## Exercise aim
Copy the full passage below about the school's on-campus COVID-19 vaccine clinic, word for word.

Walking into the wrestling room on April 19, a visitor would have seen tables, distanced chairs to the side, and a line of boys eagerly waiting to receive their first shot of the Pfizer COVID-19 vaccine. For a quick one-day event, the planning behind the scenes was a prolonged effort led by Head of School Dr. John Nagl.
Ever since the beginning of vaccine distribution, Dr. Nagl was eager to hold a clinic on campus to make it easily accessible for students and their parents. So, when everyone over the age of sixteen was qualified to receive the vaccine, Dr. Nagl sprung into action, contacting Springfield Pharmacy.
“I told the board that once the shots [the vaccines were] available, I wanted to do it [hold a clinic]. Then, I called the people at Springfield Pharmacy, and we set up a time to hold the clinic,” Dr. Nagl said.
From there, the rest of the process was quite smooth. In whole, fifty-six qualifying upper school students, including a small group of their parents, received their first shots in the first clinic held in April. Though this number may not seem large, Dr. Nagl is still pleased with the outcome.

## Entries shown
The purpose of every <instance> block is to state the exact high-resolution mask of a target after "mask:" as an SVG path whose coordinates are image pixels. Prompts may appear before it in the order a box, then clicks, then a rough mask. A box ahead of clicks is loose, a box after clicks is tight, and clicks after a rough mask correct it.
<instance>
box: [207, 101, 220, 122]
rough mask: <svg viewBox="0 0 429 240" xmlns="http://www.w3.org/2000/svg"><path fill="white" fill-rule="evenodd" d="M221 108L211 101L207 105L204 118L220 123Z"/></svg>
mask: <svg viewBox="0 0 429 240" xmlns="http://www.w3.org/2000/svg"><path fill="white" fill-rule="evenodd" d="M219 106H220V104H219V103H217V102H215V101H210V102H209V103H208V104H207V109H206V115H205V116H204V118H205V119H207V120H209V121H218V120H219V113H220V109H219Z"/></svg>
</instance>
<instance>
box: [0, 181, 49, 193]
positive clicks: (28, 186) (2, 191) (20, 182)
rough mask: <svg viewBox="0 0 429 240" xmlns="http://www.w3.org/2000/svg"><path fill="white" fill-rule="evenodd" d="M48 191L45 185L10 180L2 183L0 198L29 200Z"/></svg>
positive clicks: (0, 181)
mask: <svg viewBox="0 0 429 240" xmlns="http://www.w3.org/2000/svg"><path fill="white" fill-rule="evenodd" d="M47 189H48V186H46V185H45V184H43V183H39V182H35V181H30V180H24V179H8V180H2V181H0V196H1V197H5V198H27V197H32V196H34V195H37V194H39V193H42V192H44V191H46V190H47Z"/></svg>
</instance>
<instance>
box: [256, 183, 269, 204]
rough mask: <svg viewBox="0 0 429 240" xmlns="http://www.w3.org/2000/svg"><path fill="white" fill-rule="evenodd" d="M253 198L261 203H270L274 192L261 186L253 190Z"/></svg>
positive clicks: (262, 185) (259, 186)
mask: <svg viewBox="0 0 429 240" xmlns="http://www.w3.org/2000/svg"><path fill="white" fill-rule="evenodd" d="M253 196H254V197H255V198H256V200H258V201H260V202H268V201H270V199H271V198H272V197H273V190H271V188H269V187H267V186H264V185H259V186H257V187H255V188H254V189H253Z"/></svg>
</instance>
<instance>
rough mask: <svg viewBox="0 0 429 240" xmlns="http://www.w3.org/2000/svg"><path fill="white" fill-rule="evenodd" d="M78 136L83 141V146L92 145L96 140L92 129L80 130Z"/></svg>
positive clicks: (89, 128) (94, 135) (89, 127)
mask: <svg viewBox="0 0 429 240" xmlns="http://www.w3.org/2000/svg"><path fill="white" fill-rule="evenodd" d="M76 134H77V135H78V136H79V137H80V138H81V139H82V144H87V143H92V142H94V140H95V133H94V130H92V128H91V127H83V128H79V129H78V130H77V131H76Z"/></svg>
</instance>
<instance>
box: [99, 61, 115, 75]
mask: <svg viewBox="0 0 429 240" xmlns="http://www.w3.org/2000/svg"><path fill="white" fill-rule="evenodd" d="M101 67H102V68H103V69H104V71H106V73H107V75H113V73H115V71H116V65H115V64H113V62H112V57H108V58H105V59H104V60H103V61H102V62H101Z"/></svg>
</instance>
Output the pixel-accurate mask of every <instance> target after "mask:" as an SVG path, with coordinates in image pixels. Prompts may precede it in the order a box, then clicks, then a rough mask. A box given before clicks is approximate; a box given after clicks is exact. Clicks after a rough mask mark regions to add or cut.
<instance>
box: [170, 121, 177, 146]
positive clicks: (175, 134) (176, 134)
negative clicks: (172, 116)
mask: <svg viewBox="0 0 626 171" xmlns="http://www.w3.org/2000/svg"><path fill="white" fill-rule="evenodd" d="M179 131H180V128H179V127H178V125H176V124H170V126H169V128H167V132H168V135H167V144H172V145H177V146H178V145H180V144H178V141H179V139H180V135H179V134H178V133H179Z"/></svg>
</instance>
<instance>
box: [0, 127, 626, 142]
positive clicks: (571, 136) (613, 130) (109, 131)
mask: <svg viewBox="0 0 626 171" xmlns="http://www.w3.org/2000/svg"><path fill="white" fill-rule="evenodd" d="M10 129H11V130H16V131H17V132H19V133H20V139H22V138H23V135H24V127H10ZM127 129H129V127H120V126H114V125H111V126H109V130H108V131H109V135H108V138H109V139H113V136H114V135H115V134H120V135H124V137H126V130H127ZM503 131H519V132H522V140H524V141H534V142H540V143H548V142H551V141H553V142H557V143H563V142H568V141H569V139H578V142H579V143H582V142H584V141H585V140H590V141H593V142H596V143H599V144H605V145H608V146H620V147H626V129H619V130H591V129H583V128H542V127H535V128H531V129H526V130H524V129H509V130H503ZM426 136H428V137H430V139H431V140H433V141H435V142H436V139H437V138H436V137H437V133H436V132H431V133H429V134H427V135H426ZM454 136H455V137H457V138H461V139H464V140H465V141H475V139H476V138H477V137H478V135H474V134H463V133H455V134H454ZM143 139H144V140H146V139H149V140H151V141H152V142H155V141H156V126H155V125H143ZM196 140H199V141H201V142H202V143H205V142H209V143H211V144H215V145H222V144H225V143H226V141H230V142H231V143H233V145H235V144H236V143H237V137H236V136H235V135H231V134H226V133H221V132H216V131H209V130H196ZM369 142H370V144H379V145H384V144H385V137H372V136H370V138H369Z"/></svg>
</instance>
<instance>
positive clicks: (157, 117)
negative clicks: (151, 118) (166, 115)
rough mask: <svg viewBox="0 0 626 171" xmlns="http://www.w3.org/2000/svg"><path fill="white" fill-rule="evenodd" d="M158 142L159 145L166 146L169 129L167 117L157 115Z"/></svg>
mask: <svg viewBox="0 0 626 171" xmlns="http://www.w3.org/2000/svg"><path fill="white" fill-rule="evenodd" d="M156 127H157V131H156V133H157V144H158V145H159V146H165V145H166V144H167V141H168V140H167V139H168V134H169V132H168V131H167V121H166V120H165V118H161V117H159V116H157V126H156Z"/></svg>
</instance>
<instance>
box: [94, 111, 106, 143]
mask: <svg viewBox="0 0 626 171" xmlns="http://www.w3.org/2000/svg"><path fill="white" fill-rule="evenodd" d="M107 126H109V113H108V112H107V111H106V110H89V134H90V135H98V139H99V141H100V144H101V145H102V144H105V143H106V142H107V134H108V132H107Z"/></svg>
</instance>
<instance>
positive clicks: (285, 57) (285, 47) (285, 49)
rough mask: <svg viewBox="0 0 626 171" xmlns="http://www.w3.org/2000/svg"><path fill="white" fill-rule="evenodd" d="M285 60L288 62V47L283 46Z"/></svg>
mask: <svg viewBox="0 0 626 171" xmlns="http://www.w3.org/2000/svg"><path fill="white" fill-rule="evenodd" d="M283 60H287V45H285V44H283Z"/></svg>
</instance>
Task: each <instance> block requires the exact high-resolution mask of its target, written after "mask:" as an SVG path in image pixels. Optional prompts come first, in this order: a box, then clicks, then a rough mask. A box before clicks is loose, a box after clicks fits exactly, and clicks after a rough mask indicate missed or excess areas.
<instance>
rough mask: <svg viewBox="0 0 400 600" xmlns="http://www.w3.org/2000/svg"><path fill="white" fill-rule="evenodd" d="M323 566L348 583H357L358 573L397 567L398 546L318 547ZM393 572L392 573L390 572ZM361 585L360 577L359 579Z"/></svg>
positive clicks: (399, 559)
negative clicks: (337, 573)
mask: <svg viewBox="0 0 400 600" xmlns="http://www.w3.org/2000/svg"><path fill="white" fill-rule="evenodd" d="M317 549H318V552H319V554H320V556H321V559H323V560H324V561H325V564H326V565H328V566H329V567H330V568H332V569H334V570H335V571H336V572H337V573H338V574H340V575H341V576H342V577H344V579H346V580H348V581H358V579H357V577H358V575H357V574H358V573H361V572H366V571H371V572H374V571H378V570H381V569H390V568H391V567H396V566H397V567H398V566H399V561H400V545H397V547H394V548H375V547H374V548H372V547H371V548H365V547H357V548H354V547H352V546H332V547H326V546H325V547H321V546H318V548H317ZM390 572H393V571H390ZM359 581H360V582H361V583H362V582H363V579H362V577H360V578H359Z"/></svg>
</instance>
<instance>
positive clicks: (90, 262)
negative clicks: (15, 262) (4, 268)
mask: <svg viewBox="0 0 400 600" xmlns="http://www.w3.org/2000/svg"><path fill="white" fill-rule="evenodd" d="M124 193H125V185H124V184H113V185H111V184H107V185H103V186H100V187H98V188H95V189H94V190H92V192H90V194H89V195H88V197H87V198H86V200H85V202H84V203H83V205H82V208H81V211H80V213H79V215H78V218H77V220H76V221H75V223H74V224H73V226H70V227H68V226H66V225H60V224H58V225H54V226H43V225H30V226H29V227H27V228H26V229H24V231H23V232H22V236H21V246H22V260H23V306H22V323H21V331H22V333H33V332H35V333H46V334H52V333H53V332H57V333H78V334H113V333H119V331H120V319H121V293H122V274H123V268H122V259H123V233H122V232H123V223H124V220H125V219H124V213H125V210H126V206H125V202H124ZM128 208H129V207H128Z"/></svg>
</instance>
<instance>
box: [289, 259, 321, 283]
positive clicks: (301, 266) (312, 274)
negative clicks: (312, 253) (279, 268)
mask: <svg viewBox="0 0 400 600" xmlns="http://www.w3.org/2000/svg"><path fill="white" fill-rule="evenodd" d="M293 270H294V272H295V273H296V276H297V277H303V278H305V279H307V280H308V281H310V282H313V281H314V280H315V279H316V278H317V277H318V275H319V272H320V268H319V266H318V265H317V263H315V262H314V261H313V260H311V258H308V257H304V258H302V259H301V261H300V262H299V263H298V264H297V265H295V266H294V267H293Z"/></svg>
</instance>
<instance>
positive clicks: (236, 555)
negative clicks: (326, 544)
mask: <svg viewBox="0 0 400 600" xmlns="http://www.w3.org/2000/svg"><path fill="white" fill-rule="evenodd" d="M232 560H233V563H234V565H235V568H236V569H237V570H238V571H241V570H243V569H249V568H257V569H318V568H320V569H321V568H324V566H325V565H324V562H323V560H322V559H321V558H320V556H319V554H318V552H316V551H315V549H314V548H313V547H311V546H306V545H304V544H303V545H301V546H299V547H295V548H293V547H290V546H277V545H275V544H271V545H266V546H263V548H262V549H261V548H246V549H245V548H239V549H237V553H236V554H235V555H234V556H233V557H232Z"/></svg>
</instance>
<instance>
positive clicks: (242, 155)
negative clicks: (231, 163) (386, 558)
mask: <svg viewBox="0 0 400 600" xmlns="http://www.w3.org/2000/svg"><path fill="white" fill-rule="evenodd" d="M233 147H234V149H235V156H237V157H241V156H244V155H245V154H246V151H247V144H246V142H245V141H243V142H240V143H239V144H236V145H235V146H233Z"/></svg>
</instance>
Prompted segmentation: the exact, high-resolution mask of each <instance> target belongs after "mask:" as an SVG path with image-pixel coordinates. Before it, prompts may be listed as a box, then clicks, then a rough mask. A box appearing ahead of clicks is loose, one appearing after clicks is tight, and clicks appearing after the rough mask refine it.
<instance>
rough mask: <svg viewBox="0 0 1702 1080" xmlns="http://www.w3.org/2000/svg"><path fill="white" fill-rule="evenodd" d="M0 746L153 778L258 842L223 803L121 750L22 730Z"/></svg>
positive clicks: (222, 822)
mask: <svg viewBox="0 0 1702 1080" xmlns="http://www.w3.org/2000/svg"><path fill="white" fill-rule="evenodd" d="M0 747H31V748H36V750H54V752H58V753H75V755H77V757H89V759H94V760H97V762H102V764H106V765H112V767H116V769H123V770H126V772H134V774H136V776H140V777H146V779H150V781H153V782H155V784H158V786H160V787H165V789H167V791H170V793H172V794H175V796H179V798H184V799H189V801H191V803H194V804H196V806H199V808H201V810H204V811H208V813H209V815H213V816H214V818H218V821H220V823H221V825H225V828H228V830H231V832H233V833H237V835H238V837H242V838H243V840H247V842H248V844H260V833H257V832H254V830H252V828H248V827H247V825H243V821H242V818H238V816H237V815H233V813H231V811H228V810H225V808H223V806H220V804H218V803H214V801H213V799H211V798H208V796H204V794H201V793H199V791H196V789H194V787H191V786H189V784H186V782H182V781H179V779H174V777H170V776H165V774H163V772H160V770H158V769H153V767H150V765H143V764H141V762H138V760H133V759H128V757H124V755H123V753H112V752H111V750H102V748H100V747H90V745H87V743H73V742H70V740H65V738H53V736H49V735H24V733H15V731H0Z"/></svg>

## Final answer
Walking into the wrestling room on April 19, a visitor would have seen tables, distanced chairs to the side, and a line of boys eagerly waiting to receive their first shot of the Pfizer COVID-19 vaccine. For a quick one-day event, the planning behind the scenes was a prolonged effort led by Head of School Dr. John Nagl.
Ever since the beginning of vaccine distribution, Dr. Nagl was eager to hold a clinic on campus to make it easily accessible for students and their parents. So, when everyone over the age of sixteen was qualified to receive the vaccine, Dr. Nagl sprung into action, contacting Springfield Pharmacy.
“I told the board that once the shots [the vaccines were] available, I wanted to do it [hold a clinic]. Then, I called the people at Springfield Pharmacy, and we set up a time to hold the clinic,” Dr. Nagl said.
From there, the rest of the process was quite smooth. In whole, fifty-six qualifying upper school students, including a small group of their parents, received their first shots in the first clinic held in April. Though this number may not seem large, Dr. Nagl is still pleased with the outcome.